*Written instruction*
Please copy the rows from the line with "Target: spiny leaf" up to and including the line with "Outlines of the spiny", substituting "thorny leaf" for "spiny leaf" and leaving everything else unchanged.

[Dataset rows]
┌──
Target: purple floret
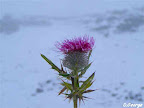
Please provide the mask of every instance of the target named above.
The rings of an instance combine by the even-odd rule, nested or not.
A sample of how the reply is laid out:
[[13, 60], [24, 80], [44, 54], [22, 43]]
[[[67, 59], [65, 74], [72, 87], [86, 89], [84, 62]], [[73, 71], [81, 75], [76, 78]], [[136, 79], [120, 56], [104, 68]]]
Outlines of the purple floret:
[[92, 50], [94, 43], [95, 41], [93, 37], [84, 36], [74, 39], [66, 39], [62, 43], [58, 42], [56, 47], [64, 54], [75, 51], [87, 53]]

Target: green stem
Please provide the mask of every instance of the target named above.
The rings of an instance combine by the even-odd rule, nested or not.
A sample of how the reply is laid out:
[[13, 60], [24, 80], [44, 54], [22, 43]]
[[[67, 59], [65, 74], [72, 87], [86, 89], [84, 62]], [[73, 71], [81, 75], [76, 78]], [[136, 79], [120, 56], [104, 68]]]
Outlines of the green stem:
[[77, 108], [77, 97], [73, 97], [74, 108]]
[[[74, 73], [74, 87], [73, 87], [73, 90], [76, 91], [78, 86], [79, 86], [79, 80], [78, 80], [78, 72], [75, 70]], [[74, 108], [77, 108], [77, 101], [78, 101], [78, 98], [77, 96], [73, 96], [73, 104], [74, 104]]]

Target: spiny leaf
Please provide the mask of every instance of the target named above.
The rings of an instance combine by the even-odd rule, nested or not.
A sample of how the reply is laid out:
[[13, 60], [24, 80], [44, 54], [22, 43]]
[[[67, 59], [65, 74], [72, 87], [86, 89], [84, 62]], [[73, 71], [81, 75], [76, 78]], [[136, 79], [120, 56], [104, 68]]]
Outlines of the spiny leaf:
[[95, 72], [81, 85], [80, 89], [83, 89], [89, 82], [91, 82], [94, 78]]
[[89, 63], [84, 69], [81, 70], [79, 77], [82, 77], [86, 73], [87, 69], [91, 66], [91, 64], [92, 63]]
[[46, 56], [44, 56], [43, 54], [41, 54], [42, 58], [45, 59], [51, 66], [52, 69], [56, 70], [57, 72], [61, 73], [61, 70], [51, 61], [49, 60]]
[[60, 94], [62, 94], [65, 90], [66, 90], [67, 88], [66, 87], [64, 87], [60, 92], [59, 92], [59, 94], [58, 95], [60, 95]]

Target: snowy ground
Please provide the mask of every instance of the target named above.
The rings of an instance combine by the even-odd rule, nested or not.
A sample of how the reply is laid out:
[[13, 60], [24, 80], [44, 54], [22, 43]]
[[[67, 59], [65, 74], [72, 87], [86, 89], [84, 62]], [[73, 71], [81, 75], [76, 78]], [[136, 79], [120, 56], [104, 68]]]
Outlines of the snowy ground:
[[85, 76], [96, 71], [99, 90], [81, 108], [144, 104], [144, 1], [0, 2], [0, 108], [72, 108], [40, 53], [60, 66], [55, 42], [85, 34], [96, 40]]

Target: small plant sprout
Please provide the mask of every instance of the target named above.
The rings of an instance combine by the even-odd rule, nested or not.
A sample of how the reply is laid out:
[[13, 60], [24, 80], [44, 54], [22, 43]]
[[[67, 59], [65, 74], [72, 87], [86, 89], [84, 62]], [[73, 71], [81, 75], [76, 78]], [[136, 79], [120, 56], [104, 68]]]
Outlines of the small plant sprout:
└──
*Complete response*
Target: thorny leaf
Please provide the mask of every instance of the target named above.
The rings of an instance combine by the even-odd rule, nested or not.
A sample of how the reply is laid out:
[[13, 60], [24, 80], [44, 54], [22, 43]]
[[[67, 59], [65, 74], [72, 87], [86, 89], [84, 62]], [[73, 71], [81, 75], [76, 78]], [[136, 79], [120, 56], [104, 68]]]
Outlines of the thorny leaf:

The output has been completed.